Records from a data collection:
################

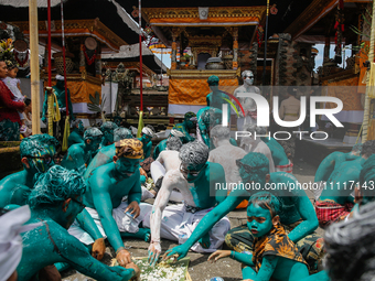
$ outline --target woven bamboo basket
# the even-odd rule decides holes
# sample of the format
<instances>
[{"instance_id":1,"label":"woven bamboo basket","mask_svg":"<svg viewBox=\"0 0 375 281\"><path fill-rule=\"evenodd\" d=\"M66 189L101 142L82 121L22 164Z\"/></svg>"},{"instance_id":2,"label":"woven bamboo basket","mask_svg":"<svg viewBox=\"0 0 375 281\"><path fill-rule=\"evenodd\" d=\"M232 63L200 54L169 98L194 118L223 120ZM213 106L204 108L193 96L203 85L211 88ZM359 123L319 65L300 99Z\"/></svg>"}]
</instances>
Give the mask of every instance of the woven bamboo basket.
<instances>
[{"instance_id":1,"label":"woven bamboo basket","mask_svg":"<svg viewBox=\"0 0 375 281\"><path fill-rule=\"evenodd\" d=\"M65 62L66 62L66 73L72 73L74 68L74 63L72 62L72 58L66 57ZM62 56L55 57L55 66L56 66L56 72L60 75L64 75L64 58Z\"/></svg>"}]
</instances>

################

Write out all the records again, replacing "sample of the format" with "example of the format" and keeping every other character unchanged. Omit the pictures.

Exercise solution
$ outline --target woven bamboo basket
# the even-odd rule decides holes
# example of the format
<instances>
[{"instance_id":1,"label":"woven bamboo basket","mask_svg":"<svg viewBox=\"0 0 375 281\"><path fill-rule=\"evenodd\" d=\"M66 189L101 142L82 121L22 164Z\"/></svg>"},{"instance_id":2,"label":"woven bamboo basket","mask_svg":"<svg viewBox=\"0 0 375 281\"><path fill-rule=\"evenodd\" d=\"M232 63L200 54L169 98L194 118L223 120ZM213 106L204 108L193 96L203 85L211 88ZM359 123L319 65L300 99Z\"/></svg>"}]
</instances>
Give the mask of every instance of the woven bamboo basket.
<instances>
[{"instance_id":1,"label":"woven bamboo basket","mask_svg":"<svg viewBox=\"0 0 375 281\"><path fill-rule=\"evenodd\" d=\"M65 62L66 62L66 73L72 73L74 68L74 63L72 62L72 58L66 57ZM62 56L55 57L55 66L56 66L56 72L60 75L64 75L64 58Z\"/></svg>"}]
</instances>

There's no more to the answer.